“Es muy
milagroso... en estos últimos tiempos en el día de su festividad, el 14 de
enero, llegan multitudes a rendirle veneración.” Así me habían informado acerca
del Niño Jesús de Pumarume.
Cuando fui
acompañado por mis familiares, el taxi
nos conduj
o hasta una pequeña casa, la puerta permanece cerrada y junto a ella,
señoras y niñas con sus vendimias de golosinas, refrescos y frutas, y sentados
en una pequeña banca o en el pasto, algunos fieles observando el paisaje
después de haber elevado sus oraciones a la sagrada imagen.
Con cierta
cautela mi hermana María Graciela abre la puerta, y dentro, un lago de velas
encendidas en candelabros sobre una mesa y en el suelo; en los pocos asientos,
jóvenes y adultos de la edad de oro, en íntimo recogimiento.
Delante, el
sencillo altar donde el Niño Jesús, sereno con su candor infantil, contempla a
todos, y más allá de nuestra presencia ausculta a la humanidad entera:
generosidades, modestias, desprendimientos, cualidades que Jesús encarnó en su
ser y en su vida. Quizá también mira compasivo e indignado las mezquindades,
arrogancias, inequidades, injusticias y ostentaciones que algunos seres de este
mundo se han obstinado en construir para desgracia y tragedia de la humanidad.
______
▶ [Problema breve a]: Dispón como lista JSON de cadenas las líneas de los registros que van desde la que contiene "Scan the photo below and find every white" hasta la que contiene "54 84 86 90", ambas incluidas. Cada línea debe ser una cadena, y las líneas en blanco se omiten.
Los registros no guardan relación alguna con el texto.
______
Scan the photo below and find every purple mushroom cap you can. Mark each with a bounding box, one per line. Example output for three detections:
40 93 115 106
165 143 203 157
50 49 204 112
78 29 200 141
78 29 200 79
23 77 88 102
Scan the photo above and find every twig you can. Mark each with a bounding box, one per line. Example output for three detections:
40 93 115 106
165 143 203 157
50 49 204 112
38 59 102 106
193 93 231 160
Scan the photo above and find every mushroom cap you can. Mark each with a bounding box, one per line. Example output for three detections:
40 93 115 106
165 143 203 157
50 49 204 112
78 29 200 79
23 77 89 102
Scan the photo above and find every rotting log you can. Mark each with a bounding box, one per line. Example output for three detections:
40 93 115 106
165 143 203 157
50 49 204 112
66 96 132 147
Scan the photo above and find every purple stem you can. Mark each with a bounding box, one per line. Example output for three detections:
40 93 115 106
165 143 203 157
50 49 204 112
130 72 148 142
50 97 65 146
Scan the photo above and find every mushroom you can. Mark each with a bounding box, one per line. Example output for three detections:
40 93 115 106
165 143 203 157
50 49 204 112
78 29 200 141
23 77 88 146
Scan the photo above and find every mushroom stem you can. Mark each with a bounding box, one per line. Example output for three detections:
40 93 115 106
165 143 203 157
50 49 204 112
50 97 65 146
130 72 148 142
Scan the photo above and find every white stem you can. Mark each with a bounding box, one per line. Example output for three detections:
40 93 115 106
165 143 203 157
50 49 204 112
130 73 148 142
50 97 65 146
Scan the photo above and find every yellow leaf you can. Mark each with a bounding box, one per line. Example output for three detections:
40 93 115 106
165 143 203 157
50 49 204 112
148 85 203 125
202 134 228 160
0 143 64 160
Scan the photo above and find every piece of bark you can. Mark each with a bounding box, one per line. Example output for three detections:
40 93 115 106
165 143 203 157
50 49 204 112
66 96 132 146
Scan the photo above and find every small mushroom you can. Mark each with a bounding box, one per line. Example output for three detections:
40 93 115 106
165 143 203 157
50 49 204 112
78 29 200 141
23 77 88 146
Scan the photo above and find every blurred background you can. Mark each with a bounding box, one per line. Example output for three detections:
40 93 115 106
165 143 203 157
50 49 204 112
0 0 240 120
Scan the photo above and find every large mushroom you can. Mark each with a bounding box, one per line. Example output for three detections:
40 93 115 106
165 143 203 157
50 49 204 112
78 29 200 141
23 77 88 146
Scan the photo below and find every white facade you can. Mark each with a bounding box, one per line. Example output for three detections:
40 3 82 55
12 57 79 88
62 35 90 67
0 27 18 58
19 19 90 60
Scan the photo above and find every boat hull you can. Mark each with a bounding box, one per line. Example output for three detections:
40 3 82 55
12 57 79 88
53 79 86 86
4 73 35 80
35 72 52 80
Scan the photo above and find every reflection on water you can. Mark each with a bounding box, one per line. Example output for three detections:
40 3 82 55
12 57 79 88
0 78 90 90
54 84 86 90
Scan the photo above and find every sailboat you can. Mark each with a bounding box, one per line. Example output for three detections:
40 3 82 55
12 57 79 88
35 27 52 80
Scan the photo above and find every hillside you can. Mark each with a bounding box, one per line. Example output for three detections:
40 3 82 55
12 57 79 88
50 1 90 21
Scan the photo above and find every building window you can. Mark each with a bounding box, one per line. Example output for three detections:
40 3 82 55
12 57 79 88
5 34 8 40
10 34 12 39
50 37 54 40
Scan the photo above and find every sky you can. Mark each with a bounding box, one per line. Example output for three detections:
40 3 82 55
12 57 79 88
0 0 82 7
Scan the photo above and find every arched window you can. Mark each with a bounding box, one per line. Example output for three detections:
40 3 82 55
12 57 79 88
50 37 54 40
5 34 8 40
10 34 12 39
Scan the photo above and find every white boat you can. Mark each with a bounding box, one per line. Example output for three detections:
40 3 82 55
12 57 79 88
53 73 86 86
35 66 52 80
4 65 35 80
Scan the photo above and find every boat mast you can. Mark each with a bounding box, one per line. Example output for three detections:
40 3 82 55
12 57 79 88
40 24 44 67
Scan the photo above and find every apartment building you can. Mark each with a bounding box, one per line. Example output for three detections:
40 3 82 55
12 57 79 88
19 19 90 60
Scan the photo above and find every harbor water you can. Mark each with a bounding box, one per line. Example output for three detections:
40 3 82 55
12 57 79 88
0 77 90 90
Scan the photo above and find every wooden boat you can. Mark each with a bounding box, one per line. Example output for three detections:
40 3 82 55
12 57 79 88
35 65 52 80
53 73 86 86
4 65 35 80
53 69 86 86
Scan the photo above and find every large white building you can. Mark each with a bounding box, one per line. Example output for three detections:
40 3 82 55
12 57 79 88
______
▶ [Problema breve b]: Reproduce, por favor, sin cambios el fragmento del texto que empieza con "Delante, el" y sigue hasta "de la humanidad.".

▶ [Respuesta completa a]:
[
  "Scan the photo below and find every white facade you can. Mark each with a bounding box, one per line. Example output for three detections:",
  "40 3 82 55",
  "12 57 79 88",
  "62 35 90 67",
  "0 27 18 58",
  "19 19 90 60",
  "Scan the photo above and find every boat hull you can. Mark each with a bounding box, one per line. Example output for three detections:",
  "40 3 82 55",
  "12 57 79 88",
  "53 79 86 86",
  "4 73 35 80",
  "35 72 52 80",
  "Scan the photo above and find every reflection on water you can. Mark each with a bounding box, one per line. Example output for three detections:",
  "40 3 82 55",
  "12 57 79 88",
  "0 78 90 90",
  "54 84 86 90"
]

▶ [Respuesta completa b]:
Delante, el
sencillo altar donde el Niño Jesús, sereno con su candor infantil, contempla a
todos, y más allá de nuestra presencia ausculta a la humanidad entera:
generosidades, modestias, desprendimientos, cualidades que Jesús encarnó en su
ser y en su vida. Quizá también mira compasivo e indignado las mezquindades,
arrogancias, inequidades, injusticias y ostentaciones que algunos seres de este
mundo se han obstinado en construir para desgracia y tragedia de la humanidad.